* Task
Please reproduce the records below verbatim, everything from the line containing "</instance>" down to the end of the records, both ends included.
Given information below:
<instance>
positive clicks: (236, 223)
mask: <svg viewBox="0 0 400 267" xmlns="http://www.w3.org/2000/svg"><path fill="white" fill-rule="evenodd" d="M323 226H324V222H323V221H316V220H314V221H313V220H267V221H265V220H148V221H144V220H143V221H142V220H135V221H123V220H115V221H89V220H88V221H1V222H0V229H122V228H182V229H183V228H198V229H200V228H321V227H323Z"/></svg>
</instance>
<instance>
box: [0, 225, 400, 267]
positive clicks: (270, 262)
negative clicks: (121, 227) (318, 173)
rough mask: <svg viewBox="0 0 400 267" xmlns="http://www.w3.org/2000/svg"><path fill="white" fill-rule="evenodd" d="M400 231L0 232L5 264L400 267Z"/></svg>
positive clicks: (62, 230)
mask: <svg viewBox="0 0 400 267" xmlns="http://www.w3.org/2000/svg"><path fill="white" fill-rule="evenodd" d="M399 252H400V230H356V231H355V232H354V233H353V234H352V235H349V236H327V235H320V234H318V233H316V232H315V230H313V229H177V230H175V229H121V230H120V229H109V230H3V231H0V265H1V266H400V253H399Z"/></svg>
End of Given information.
* Completed exercise
</instance>
<instance>
box: [0, 225, 400, 267]
positive clicks: (270, 262)
negative clicks: (121, 227) (318, 173)
rough mask: <svg viewBox="0 0 400 267" xmlns="http://www.w3.org/2000/svg"><path fill="white" fill-rule="evenodd" d="M400 231L0 232L5 264L400 267Z"/></svg>
positive clicks: (62, 230)
mask: <svg viewBox="0 0 400 267" xmlns="http://www.w3.org/2000/svg"><path fill="white" fill-rule="evenodd" d="M399 252H400V230H356V231H355V232H354V233H353V234H352V235H349V236H327V235H320V234H318V233H316V232H315V230H313V229H177V230H175V229H121V230H120V229H109V230H3V231H0V265H1V266H400V253H399Z"/></svg>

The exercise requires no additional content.